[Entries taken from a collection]
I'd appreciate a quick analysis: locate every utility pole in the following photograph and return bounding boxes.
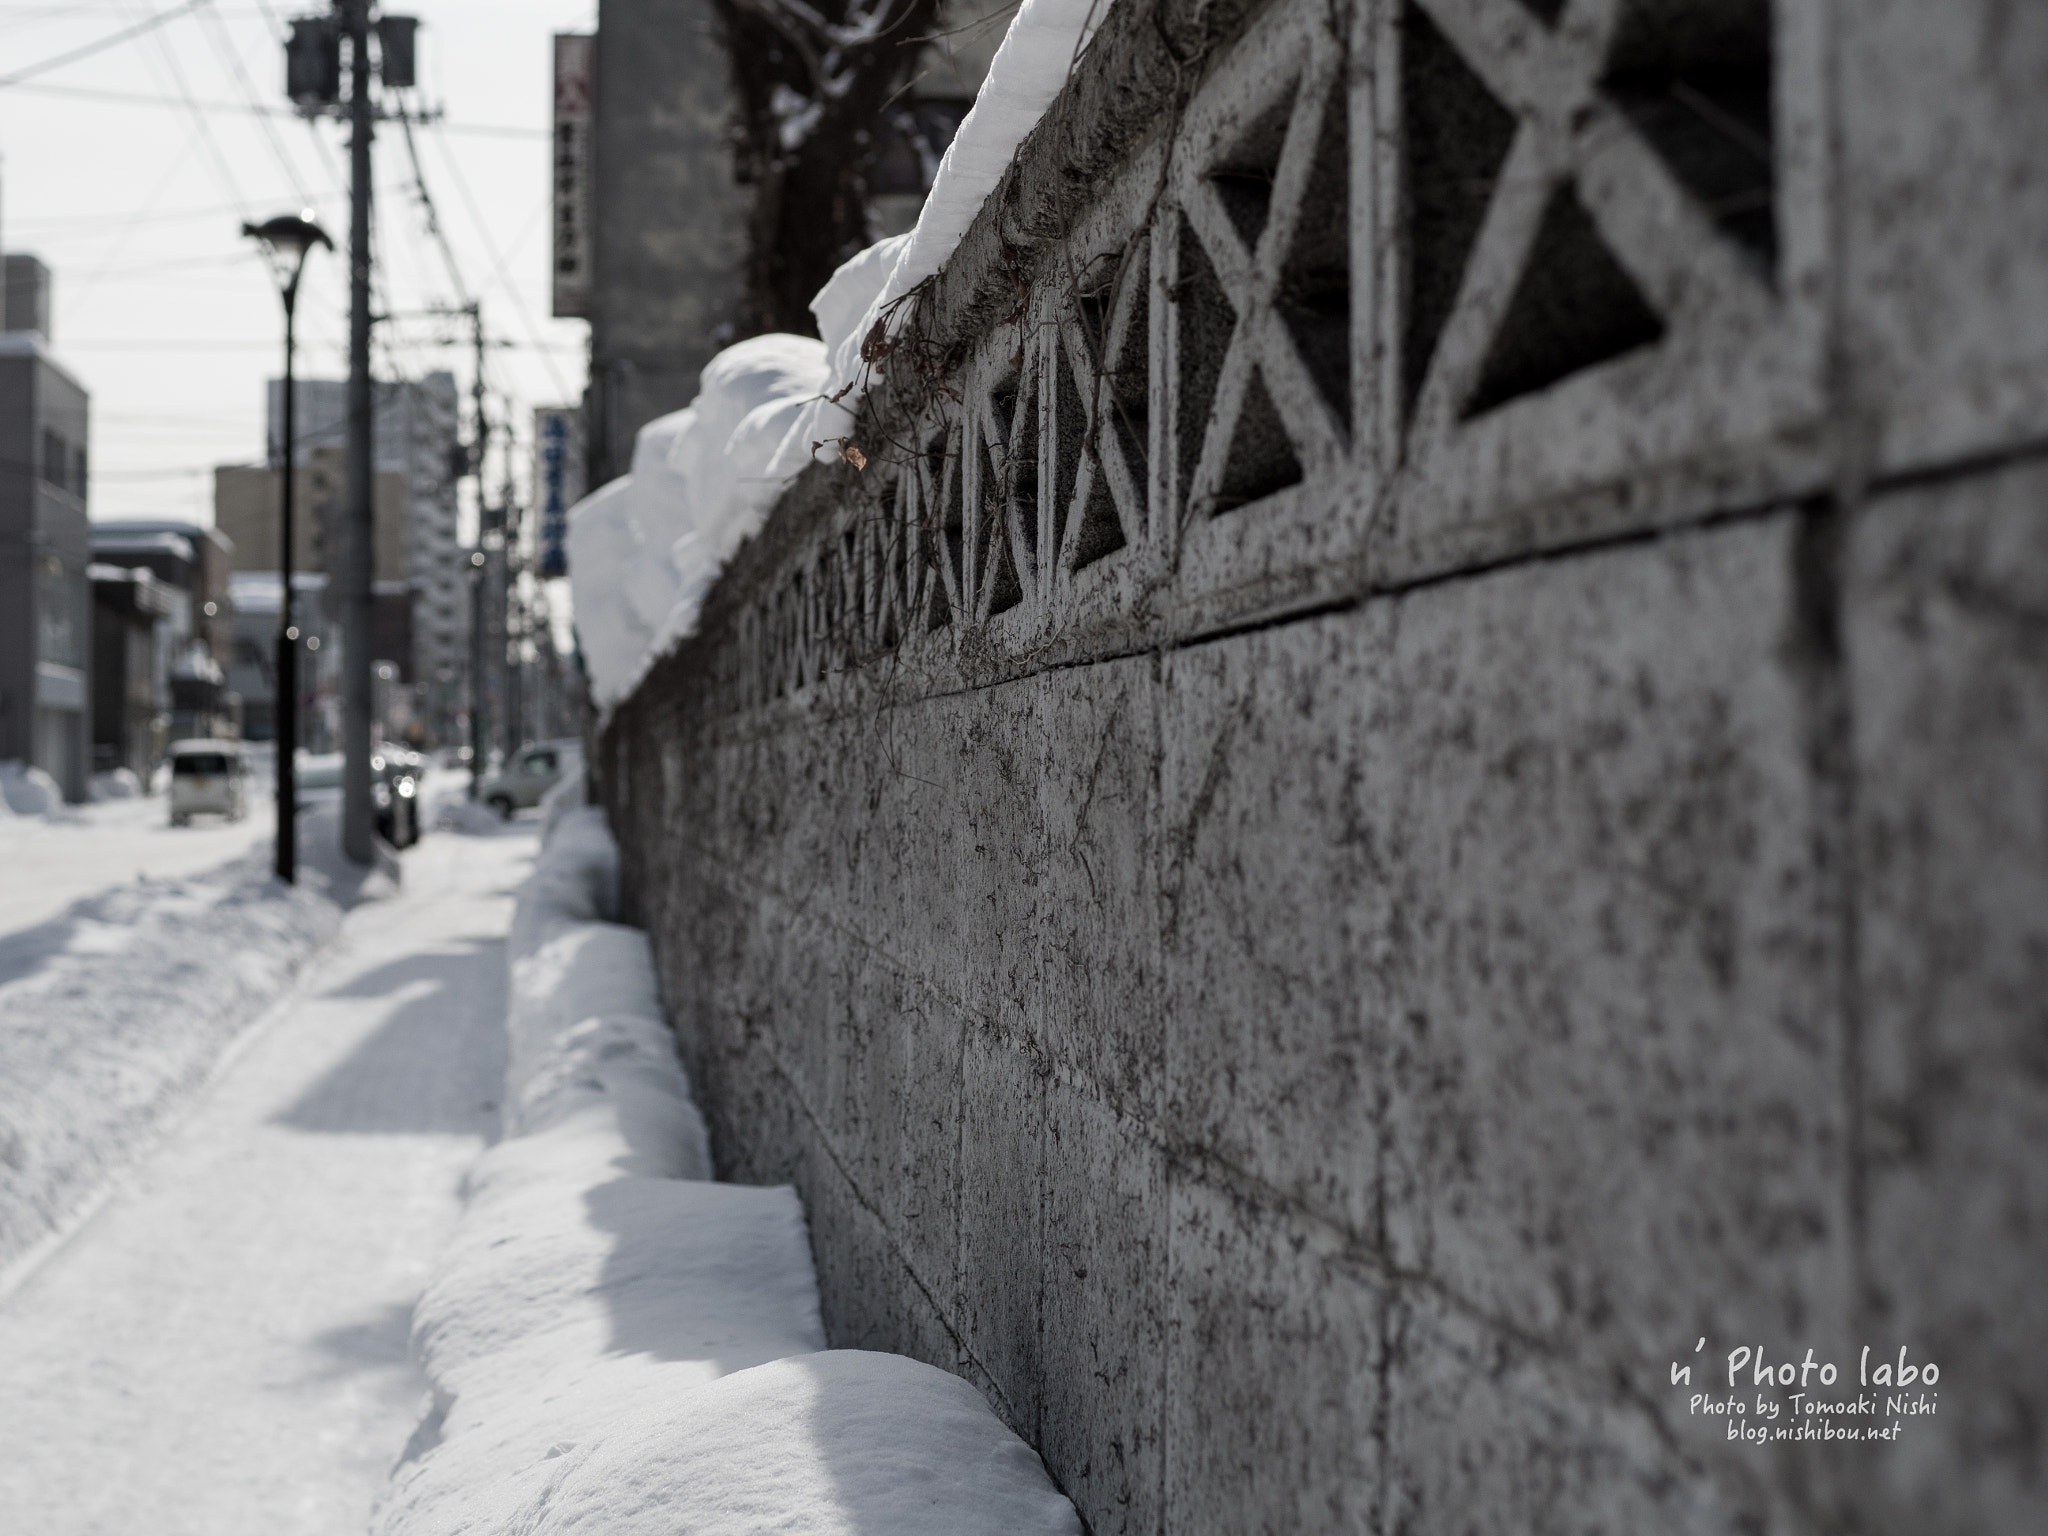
[468,544,488,792]
[499,403,522,757]
[467,301,490,797]
[282,6,418,863]
[339,0,377,865]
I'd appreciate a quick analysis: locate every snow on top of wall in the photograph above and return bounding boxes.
[566,0,1106,710]
[768,0,1110,483]
[567,336,831,709]
[376,803,1081,1536]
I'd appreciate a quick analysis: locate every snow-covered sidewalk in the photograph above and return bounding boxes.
[0,828,534,1535]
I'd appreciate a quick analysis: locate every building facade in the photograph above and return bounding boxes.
[89,520,238,754]
[89,563,173,779]
[0,259,92,802]
[215,445,412,743]
[261,372,467,741]
[582,0,749,487]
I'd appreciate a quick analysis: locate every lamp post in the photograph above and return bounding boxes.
[243,211,333,885]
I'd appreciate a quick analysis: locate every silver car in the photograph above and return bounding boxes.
[476,741,576,819]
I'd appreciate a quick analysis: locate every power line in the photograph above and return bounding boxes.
[6,191,348,232]
[132,0,255,221]
[193,0,313,205]
[396,106,473,308]
[0,0,212,87]
[426,121,572,400]
[0,78,548,137]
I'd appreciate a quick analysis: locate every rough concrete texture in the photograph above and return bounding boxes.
[601,0,2047,1530]
[1839,462,2048,1536]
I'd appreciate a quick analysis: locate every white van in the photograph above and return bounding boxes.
[168,739,248,826]
[475,740,579,819]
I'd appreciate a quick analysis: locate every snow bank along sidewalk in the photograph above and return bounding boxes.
[377,802,1080,1536]
[0,824,349,1284]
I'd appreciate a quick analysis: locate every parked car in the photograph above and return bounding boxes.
[168,739,248,826]
[292,750,424,847]
[475,740,577,819]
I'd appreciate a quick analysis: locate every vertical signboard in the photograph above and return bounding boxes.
[551,35,594,318]
[533,407,585,579]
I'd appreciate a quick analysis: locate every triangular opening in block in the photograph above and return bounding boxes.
[1278,84,1352,431]
[1207,91,1294,254]
[1463,181,1666,418]
[931,430,962,625]
[1076,286,1110,371]
[1175,212,1236,517]
[1214,366,1304,514]
[1007,381,1040,576]
[1401,0,1519,425]
[878,520,902,651]
[1072,457,1128,569]
[841,526,863,649]
[982,489,1024,615]
[1109,279,1149,473]
[1051,336,1086,563]
[1601,0,1775,273]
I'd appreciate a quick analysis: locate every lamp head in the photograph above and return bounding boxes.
[242,211,333,279]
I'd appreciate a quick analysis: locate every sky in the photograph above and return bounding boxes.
[0,0,599,532]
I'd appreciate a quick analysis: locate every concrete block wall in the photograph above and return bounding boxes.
[602,1,2048,1530]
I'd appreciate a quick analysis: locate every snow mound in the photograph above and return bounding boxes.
[377,802,1078,1536]
[0,760,64,817]
[535,763,586,847]
[89,769,142,802]
[511,1351,1081,1536]
[0,839,345,1283]
[562,477,651,704]
[567,336,831,709]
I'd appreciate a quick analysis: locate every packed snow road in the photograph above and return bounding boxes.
[0,826,535,1536]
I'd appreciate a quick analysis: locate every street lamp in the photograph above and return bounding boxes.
[243,211,333,885]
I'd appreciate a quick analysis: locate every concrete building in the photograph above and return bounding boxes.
[89,563,174,780]
[4,253,53,336]
[214,448,408,588]
[89,519,237,748]
[583,0,748,487]
[0,256,91,801]
[214,447,409,742]
[88,521,235,668]
[262,372,467,740]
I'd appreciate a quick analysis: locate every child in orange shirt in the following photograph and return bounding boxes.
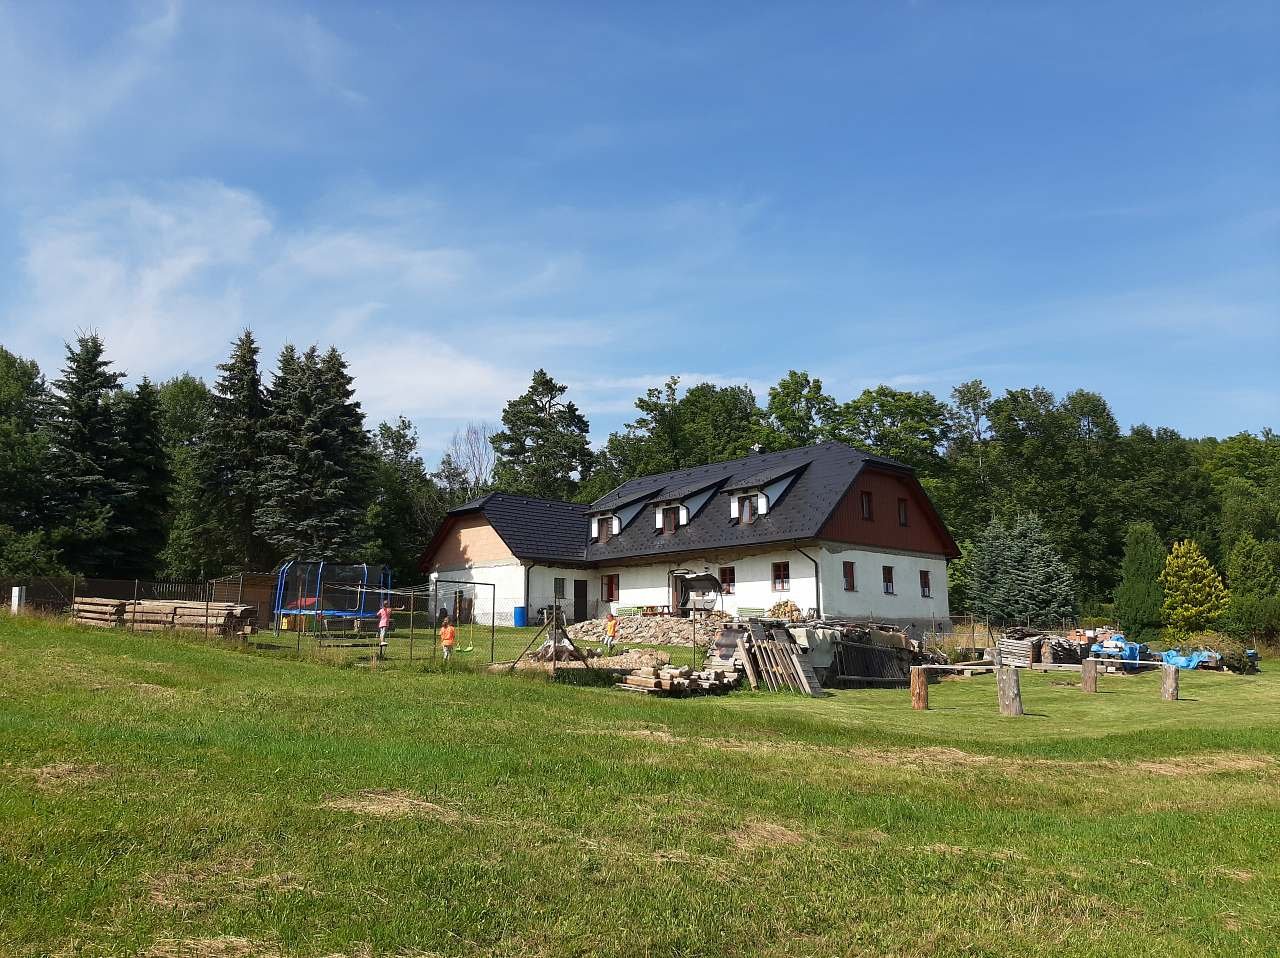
[440,615,456,662]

■ EXERCISE PROMPT: Please retype the whole of the data precisely, omitting pictures.

■ EXERCISE ANSWER:
I'd appreciate a quick analysis: locate every utility pole in the following photograph and return bounding boxes.
[468,544,488,792]
[499,403,522,757]
[467,301,490,797]
[282,6,418,863]
[339,0,377,865]
I'd appreciate a quick analysis: locate every snow on top of wall in the photograph above and return bounding boxes.
[566,0,1106,710]
[768,0,1110,483]
[567,336,831,709]
[376,803,1081,1536]
I'd appreciate a quick analysis: locate every snow-covered sidewalk in the photograph above and return bounding boxes.
[0,828,534,1535]
I'd appreciate a quick analysis: locate every building facade in the photograph above and return bounding boxes.
[89,520,238,754]
[89,563,173,779]
[0,259,92,802]
[215,445,412,743]
[261,372,467,741]
[582,0,749,487]
I'd appreciate a quick analysis: locate every lamp post in the photograph above and return bounding boxes.
[243,211,333,885]
I'd appreciate a quick analysis: locate every silver car in the photograph above and return bounding boxes.
[476,741,576,819]
I'd appreciate a quick analysis: locate every power line in the photograph above and return bounding boxes.
[6,191,348,232]
[132,0,255,221]
[193,0,313,205]
[396,106,473,308]
[0,0,212,87]
[426,121,572,400]
[0,78,548,137]
I'd appreciate a quick analysis: locate every rough concrete texture in the photograph above and return bounding boxes.
[601,0,2047,1530]
[1839,462,2048,1536]
I'd appreciate a quick analysis: locate every white van in the photograph above and return bounding boxes.
[168,739,248,826]
[475,740,579,819]
I'd appreciate a quick analysis: locate every snow bank along sidewalk in the photograph above and return bounding boxes.
[377,802,1080,1536]
[0,824,349,1284]
I'd appreciate a quick analysis: locate every parked car in the photograph above and return bounding boxes.
[168,739,248,826]
[292,750,424,847]
[475,740,577,819]
I'd appreciate a quick analysis: locate every vertical signboard in the photograph above and return bounding boxes.
[551,35,594,318]
[533,407,585,579]
I'd appreciate a quick analysis: locate every triangular opening in block in the photograph above and return bounding boxes.
[1278,84,1352,431]
[1207,91,1294,254]
[1463,181,1666,418]
[931,430,962,625]
[1076,286,1110,371]
[1175,212,1236,517]
[1214,366,1304,514]
[1007,381,1040,576]
[1401,0,1519,425]
[878,520,902,651]
[1072,457,1128,569]
[841,526,863,649]
[982,489,1024,615]
[1109,279,1149,473]
[1051,336,1086,563]
[1601,0,1775,273]
I'd appreciate a quick analysis: locate every lamp head in the photograph above and return bounding boxes.
[242,211,333,279]
I'd appreciate a quick analysis: locate every sky in the photograph above and return bounding boxes.
[0,0,599,532]
I'd appreciate a quick analysis: locate every concrete block wall in the photograph above and return bounding boxes.
[602,1,2048,1530]
I'd appreciate a quick analysis: locate every snow mound in the photograph above and return bounding boxes.
[377,802,1078,1536]
[0,760,64,817]
[535,763,586,847]
[89,769,142,802]
[511,1351,1081,1536]
[0,839,345,1283]
[562,477,651,704]
[567,336,831,709]
I'd appreciate a quick analysis: locate every packed snow road in the photograph above and return bounding boxes.
[0,826,535,1536]
I'd appreciate a quick analysis: locate every street lamp in the photograph above and return bounding boxes.
[243,211,333,885]
I'd appreciate a quick analysis: locate every concrete building in the photograph above and return bounding boxes.
[89,563,174,780]
[4,253,53,336]
[214,448,408,588]
[89,519,237,748]
[583,0,748,487]
[0,256,91,801]
[214,447,409,742]
[88,521,235,668]
[262,372,467,740]
I'd appreciate a quick analysis: locate every child in orange shirt in the following photograph and return bounding boxes.
[440,615,456,662]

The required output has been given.